Data entries:

=== Section Start ===

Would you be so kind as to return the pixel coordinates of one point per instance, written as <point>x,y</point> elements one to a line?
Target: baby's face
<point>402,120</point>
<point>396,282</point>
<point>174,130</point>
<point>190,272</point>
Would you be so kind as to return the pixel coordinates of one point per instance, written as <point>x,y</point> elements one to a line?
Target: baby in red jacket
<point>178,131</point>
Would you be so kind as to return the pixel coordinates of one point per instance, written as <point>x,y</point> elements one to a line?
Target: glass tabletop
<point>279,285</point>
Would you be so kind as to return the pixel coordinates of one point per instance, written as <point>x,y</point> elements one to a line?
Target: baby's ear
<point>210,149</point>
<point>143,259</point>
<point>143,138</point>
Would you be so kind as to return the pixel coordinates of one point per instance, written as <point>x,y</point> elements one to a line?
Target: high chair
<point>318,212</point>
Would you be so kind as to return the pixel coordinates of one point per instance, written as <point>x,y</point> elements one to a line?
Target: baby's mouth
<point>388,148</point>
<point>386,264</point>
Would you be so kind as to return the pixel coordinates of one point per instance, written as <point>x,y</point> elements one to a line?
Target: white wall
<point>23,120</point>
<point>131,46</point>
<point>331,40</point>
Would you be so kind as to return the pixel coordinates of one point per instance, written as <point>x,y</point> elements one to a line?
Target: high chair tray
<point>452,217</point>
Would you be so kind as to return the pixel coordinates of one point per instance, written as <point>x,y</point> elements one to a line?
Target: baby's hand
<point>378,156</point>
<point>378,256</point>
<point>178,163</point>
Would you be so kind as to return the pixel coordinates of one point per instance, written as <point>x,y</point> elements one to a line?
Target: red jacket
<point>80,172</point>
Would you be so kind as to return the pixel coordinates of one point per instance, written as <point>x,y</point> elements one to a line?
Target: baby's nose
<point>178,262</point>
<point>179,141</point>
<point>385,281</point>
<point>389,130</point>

=== Section End ===

- **What is expected**
Repeat the data in its entirety, exactly as written.

- **Answer space**
Would you be so kind as to return the pixel coordinates of one point per instance, written as <point>x,y</point> elements one to a line?
Target: baby's face
<point>402,120</point>
<point>396,282</point>
<point>174,130</point>
<point>190,272</point>
Would you be so kind as to return the pixel coordinates of one point per instance, written as <point>x,y</point> elements one to a line?
Target: baby in red jacket
<point>178,131</point>
Would you be so kind as to return the pixel coordinates of one point per instance, written as <point>x,y</point> elements one to a line?
Target: glass tabletop
<point>279,285</point>
Would you be so kind as to return the pixel coordinates of one point per instance, written as <point>x,y</point> elements one to a line?
Target: baby's ear
<point>210,149</point>
<point>143,259</point>
<point>143,138</point>
Would you be so kind as to return the pixel coordinates of one point per instance, written as <point>x,y</point> elements one to a line?
Target: high chair
<point>318,212</point>
Would you be so kind as to return the pixel coordinates of one point per instance, written as <point>x,y</point> elements one to a line?
Target: baby's mouth
<point>388,148</point>
<point>386,264</point>
Would you be so kind as to return the pixel coordinates of one point per instance, written as <point>x,y</point> elements one to a line?
Target: white wall
<point>23,120</point>
<point>131,46</point>
<point>331,40</point>
Would you be so kind as to return the pixel coordinates of one point per instance, written as <point>x,y</point> elements one to a line?
Target: high chair tray
<point>452,217</point>
Would you be so kind as to return the pixel coordinates of one point per instance, written as <point>x,y</point> elements one to a line?
Target: baby's hand
<point>378,156</point>
<point>378,256</point>
<point>178,163</point>
Would you be so kind as to return the pixel coordinates of one point per instance, written as <point>x,y</point> elements one to a line?
Target: red jacket
<point>80,172</point>
Would you be so kind as to return the pixel coordinates of one point per instance, written as <point>x,y</point> elements one to a line?
Target: baby's nose
<point>178,262</point>
<point>179,141</point>
<point>385,281</point>
<point>389,130</point>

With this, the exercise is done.